WHAT YOU HAVE TO DO: Copy everything from the start of the records below down to the line that contains "[469,179,531,224]", including that line, without any changes. Leave the pictures out of your answer.

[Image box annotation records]
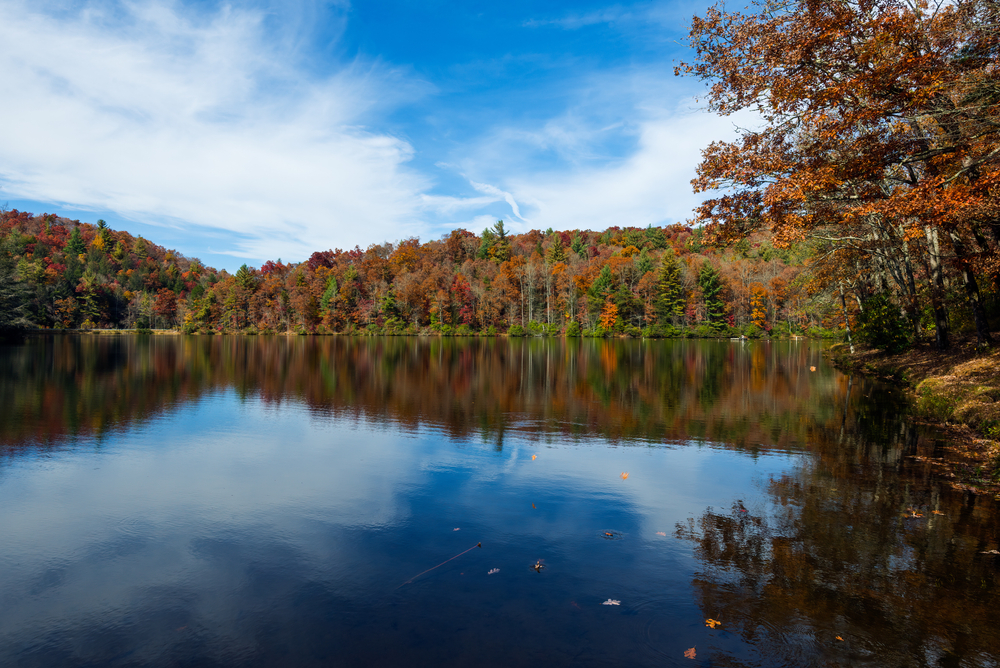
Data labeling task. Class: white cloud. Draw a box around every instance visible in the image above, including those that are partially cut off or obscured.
[0,0,428,257]
[505,105,753,230]
[469,179,531,224]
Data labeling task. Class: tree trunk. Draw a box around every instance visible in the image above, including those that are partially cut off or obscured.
[839,281,854,355]
[948,230,993,346]
[924,225,950,350]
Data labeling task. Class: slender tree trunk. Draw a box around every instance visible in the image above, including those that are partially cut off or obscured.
[924,225,950,350]
[840,281,854,355]
[899,224,920,338]
[948,230,993,346]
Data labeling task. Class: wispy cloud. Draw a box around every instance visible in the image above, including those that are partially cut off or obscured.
[0,0,428,257]
[446,69,756,234]
[469,180,531,223]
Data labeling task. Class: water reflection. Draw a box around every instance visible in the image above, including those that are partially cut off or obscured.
[0,337,846,448]
[0,337,1000,666]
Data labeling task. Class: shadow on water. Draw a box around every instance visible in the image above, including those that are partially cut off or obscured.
[0,337,1000,666]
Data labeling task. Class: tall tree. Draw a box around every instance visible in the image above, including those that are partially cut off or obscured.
[677,0,1000,347]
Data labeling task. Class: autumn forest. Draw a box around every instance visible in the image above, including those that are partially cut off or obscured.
[0,0,1000,350]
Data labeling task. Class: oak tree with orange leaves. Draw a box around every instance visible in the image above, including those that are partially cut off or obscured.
[676,0,1000,348]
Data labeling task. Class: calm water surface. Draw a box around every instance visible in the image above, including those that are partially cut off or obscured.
[0,336,1000,666]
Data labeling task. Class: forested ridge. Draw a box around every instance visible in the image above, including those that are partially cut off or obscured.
[0,211,838,336]
[0,0,1000,351]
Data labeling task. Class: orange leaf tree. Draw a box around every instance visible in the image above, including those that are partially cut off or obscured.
[676,0,1000,347]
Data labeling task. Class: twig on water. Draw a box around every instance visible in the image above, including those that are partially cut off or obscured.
[393,542,483,591]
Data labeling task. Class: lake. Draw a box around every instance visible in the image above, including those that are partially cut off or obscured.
[0,336,1000,666]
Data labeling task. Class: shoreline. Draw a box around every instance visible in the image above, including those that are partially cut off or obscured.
[824,339,1000,499]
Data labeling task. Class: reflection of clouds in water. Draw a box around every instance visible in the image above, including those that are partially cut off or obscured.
[0,392,419,633]
[0,384,800,663]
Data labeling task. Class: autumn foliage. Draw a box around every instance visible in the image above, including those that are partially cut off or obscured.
[677,0,1000,347]
[0,211,836,337]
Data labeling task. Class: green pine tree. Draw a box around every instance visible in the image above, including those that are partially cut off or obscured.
[66,226,87,255]
[656,250,684,325]
[698,261,726,329]
[545,237,566,264]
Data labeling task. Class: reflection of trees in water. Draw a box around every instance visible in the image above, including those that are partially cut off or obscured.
[0,336,844,448]
[677,410,1000,666]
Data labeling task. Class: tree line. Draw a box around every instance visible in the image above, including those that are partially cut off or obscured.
[0,210,839,337]
[676,0,1000,350]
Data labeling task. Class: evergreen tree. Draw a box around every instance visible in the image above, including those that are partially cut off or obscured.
[635,248,653,276]
[587,265,615,313]
[656,250,684,325]
[545,238,566,264]
[66,226,87,255]
[698,261,726,328]
[236,264,257,292]
[646,225,670,248]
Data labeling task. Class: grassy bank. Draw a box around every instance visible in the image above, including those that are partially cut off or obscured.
[827,340,1000,494]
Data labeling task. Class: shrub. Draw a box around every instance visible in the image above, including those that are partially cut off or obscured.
[858,293,910,353]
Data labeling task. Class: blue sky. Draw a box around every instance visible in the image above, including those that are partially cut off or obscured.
[0,0,746,270]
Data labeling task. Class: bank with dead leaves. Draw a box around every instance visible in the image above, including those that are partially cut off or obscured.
[827,340,1000,494]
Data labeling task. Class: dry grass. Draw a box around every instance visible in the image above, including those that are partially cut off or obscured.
[830,340,1000,493]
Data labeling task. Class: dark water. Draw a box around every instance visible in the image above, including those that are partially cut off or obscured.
[0,337,1000,666]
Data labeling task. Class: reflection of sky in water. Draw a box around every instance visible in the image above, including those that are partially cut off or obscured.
[0,392,801,665]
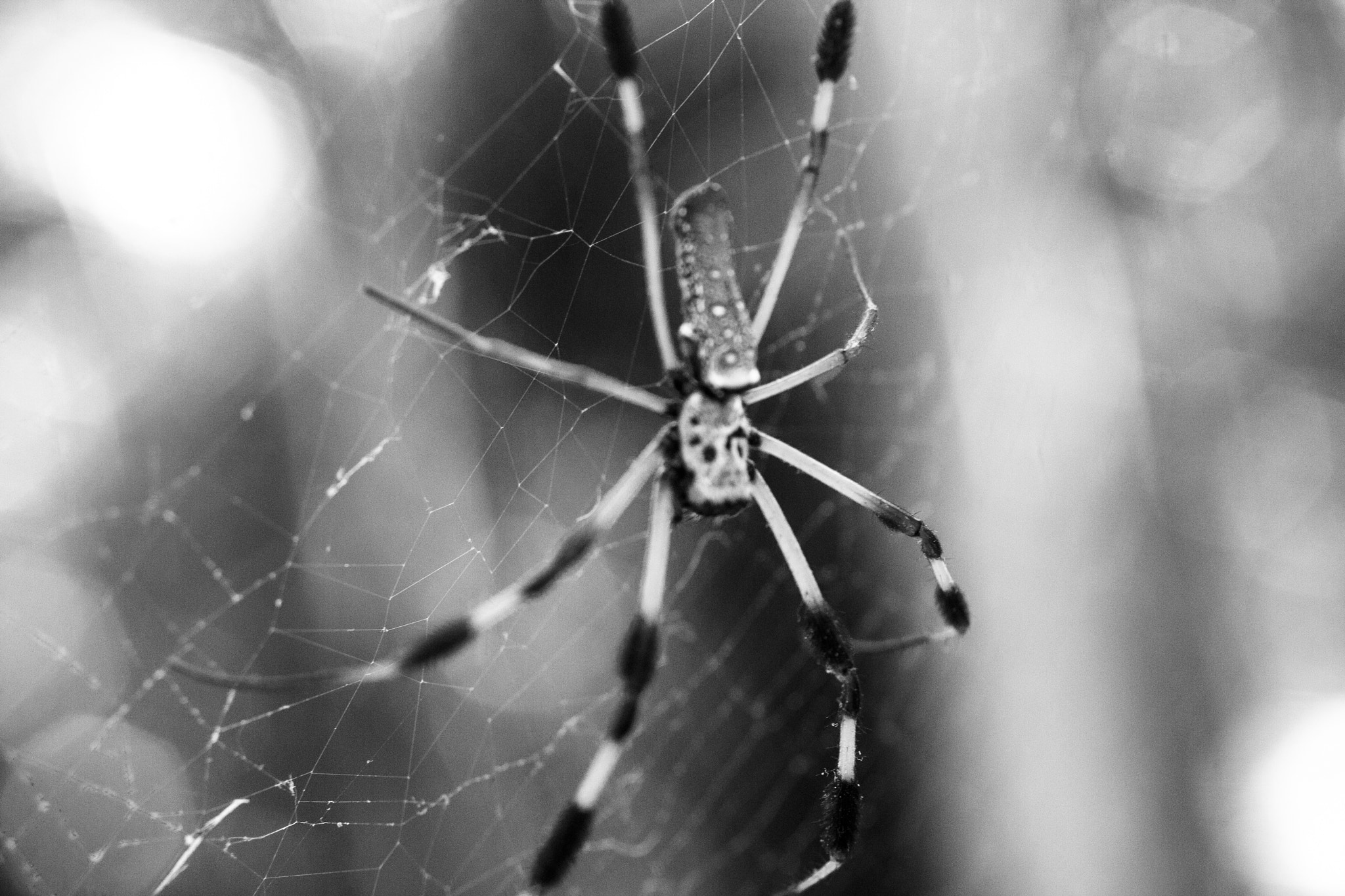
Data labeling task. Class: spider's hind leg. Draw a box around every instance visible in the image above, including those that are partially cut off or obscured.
[527,473,676,893]
[757,431,971,642]
[752,473,860,896]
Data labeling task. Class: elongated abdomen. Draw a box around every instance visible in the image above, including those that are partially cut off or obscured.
[671,184,761,393]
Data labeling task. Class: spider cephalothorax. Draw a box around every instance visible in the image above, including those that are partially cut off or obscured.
[169,0,971,893]
[669,391,756,516]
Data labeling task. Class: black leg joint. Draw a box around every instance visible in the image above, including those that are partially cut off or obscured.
[607,692,640,743]
[530,803,593,889]
[397,616,476,670]
[822,778,860,863]
[799,603,854,678]
[521,523,597,601]
[617,616,659,694]
[933,586,971,634]
[920,523,943,560]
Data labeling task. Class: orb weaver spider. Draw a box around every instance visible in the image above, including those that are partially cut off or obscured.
[169,0,971,893]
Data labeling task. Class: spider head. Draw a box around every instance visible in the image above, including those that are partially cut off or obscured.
[672,391,755,516]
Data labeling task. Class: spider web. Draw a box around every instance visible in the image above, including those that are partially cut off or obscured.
[0,0,968,895]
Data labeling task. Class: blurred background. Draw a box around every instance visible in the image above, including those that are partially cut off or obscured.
[0,0,1345,896]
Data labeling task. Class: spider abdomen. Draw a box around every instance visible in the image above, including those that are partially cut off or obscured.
[670,391,753,516]
[671,184,761,393]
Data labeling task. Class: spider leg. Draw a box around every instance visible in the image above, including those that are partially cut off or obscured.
[756,431,971,633]
[168,423,674,691]
[600,0,680,373]
[752,471,860,896]
[526,475,676,893]
[363,284,671,415]
[752,0,854,343]
[742,231,878,404]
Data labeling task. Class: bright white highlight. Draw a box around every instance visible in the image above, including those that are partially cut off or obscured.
[837,717,856,780]
[812,81,837,132]
[0,5,301,262]
[616,78,644,135]
[929,557,954,591]
[471,587,523,631]
[574,740,621,809]
[1243,697,1345,896]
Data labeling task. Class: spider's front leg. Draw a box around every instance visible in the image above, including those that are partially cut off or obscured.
[752,471,860,896]
[756,431,971,653]
[526,473,675,893]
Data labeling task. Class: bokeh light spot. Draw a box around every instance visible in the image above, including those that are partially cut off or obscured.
[0,7,303,262]
[1243,697,1345,896]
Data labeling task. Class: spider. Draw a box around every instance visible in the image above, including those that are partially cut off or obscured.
[169,0,971,895]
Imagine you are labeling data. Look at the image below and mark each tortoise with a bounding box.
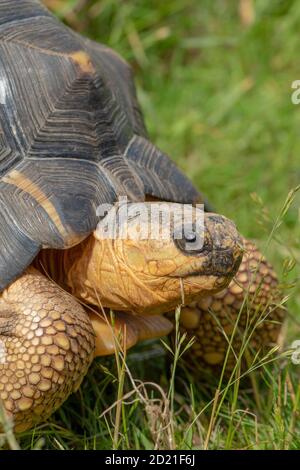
[0,0,282,432]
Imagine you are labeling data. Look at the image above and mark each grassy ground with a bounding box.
[1,0,300,449]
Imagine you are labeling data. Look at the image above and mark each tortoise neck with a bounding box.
[33,235,94,297]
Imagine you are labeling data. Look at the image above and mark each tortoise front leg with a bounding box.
[180,240,285,375]
[0,268,95,432]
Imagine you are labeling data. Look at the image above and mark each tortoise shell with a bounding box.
[0,0,201,290]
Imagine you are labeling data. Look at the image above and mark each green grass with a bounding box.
[1,0,300,449]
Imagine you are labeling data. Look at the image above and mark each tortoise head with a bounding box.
[69,203,243,314]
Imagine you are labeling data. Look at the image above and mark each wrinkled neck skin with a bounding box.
[63,235,229,314]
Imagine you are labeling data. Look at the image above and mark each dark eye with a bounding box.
[174,228,203,254]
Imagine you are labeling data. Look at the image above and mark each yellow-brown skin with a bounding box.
[0,202,243,431]
[0,268,95,432]
[176,240,285,376]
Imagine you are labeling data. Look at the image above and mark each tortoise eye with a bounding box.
[173,227,203,254]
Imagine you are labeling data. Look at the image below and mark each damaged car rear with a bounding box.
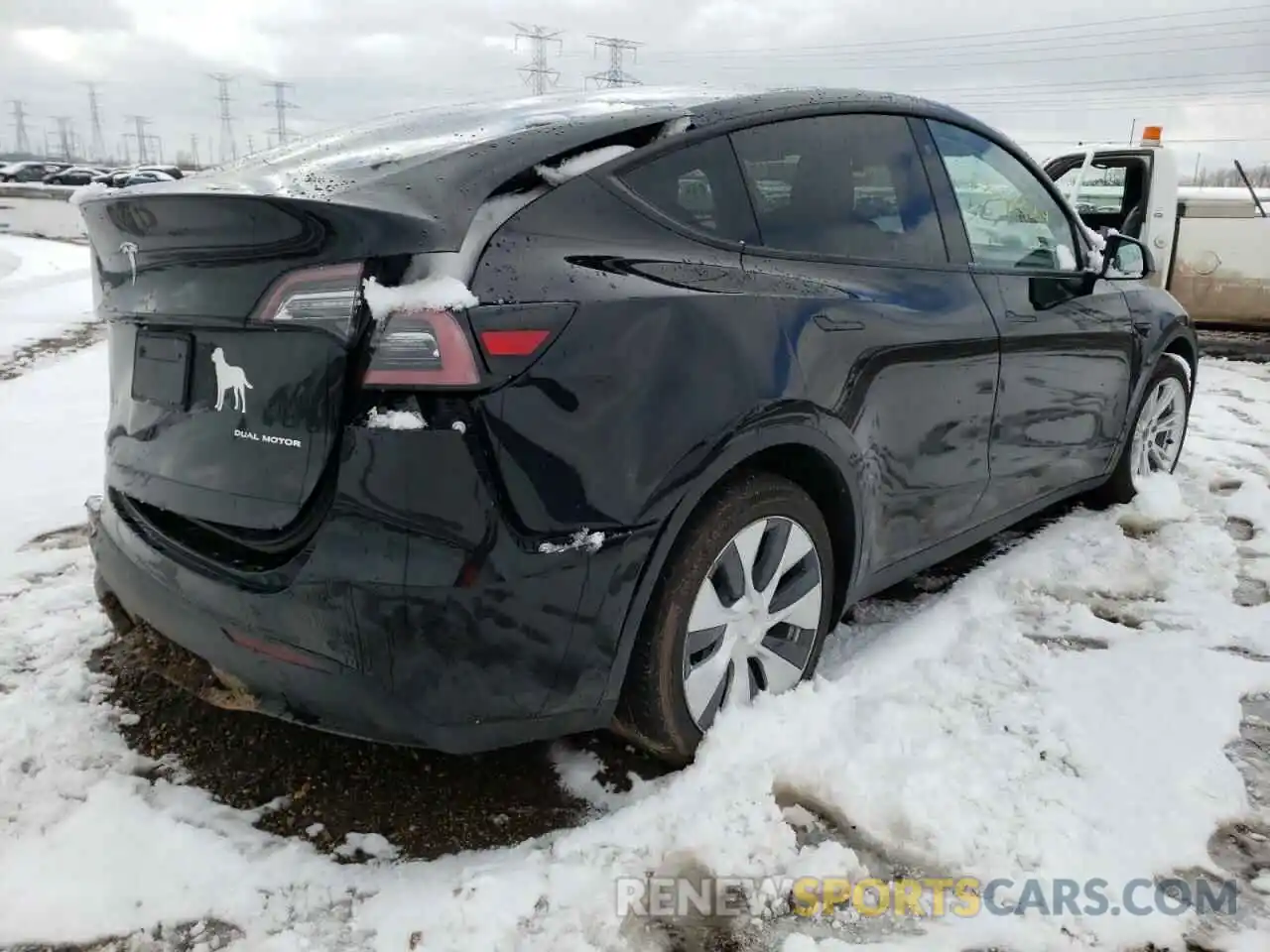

WRITTEN RESPONSE:
Data labeling task. Class: white cloud. Draw a box around every instance visible in the image above, including those that are partially cut off or obscured.
[0,0,428,257]
[505,105,753,230]
[469,179,531,224]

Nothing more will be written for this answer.